## TO BE DONE
Locate every line in the listing below that contains the string "result", and copy each of those lines in full.

## EXERCISE DATA
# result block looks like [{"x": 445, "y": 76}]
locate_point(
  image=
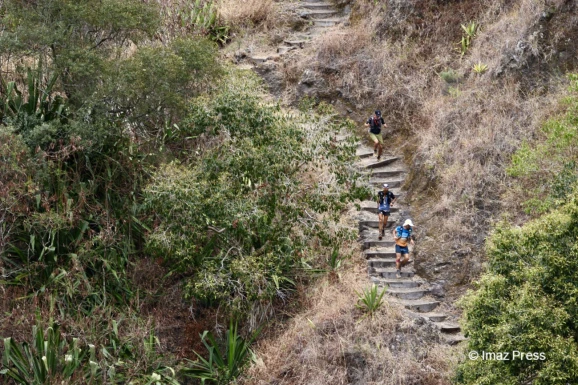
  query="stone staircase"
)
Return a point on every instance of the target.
[
  {"x": 321, "y": 15},
  {"x": 410, "y": 290}
]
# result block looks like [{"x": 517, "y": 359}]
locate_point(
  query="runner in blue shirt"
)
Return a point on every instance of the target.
[{"x": 402, "y": 236}]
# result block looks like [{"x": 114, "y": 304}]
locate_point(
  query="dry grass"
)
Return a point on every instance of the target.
[
  {"x": 248, "y": 14},
  {"x": 331, "y": 343},
  {"x": 458, "y": 137}
]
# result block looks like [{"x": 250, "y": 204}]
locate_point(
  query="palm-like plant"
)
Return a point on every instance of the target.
[
  {"x": 369, "y": 301},
  {"x": 48, "y": 357},
  {"x": 222, "y": 365}
]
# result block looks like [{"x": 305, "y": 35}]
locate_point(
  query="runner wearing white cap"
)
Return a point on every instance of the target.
[
  {"x": 402, "y": 236},
  {"x": 385, "y": 199}
]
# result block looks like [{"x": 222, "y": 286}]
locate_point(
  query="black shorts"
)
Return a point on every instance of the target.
[{"x": 401, "y": 250}]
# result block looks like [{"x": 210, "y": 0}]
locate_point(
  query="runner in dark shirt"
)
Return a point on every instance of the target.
[
  {"x": 375, "y": 123},
  {"x": 385, "y": 200}
]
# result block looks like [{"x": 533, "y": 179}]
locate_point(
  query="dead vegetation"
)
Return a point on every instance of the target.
[
  {"x": 329, "y": 342},
  {"x": 458, "y": 131},
  {"x": 248, "y": 14}
]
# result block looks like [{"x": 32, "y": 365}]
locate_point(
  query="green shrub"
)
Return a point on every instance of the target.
[
  {"x": 370, "y": 300},
  {"x": 50, "y": 359},
  {"x": 223, "y": 364},
  {"x": 235, "y": 219},
  {"x": 545, "y": 169},
  {"x": 449, "y": 76},
  {"x": 526, "y": 302}
]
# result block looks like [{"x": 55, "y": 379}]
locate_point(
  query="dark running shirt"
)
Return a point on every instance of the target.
[
  {"x": 385, "y": 200},
  {"x": 375, "y": 126}
]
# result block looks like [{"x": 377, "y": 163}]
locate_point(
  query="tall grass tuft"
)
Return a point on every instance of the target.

## WRITTEN SOLUTION
# result block looks like [{"x": 445, "y": 76}]
# result block looks like [{"x": 517, "y": 359}]
# result block looks like [{"x": 114, "y": 304}]
# result block looks like [{"x": 250, "y": 204}]
# result block looks like [{"x": 305, "y": 35}]
# result block looks like [{"x": 222, "y": 286}]
# result block looks like [{"x": 210, "y": 0}]
# result block looks like [{"x": 533, "y": 179}]
# result block looks like [{"x": 32, "y": 365}]
# result block looks like [{"x": 55, "y": 379}]
# result block looks like [{"x": 377, "y": 163}]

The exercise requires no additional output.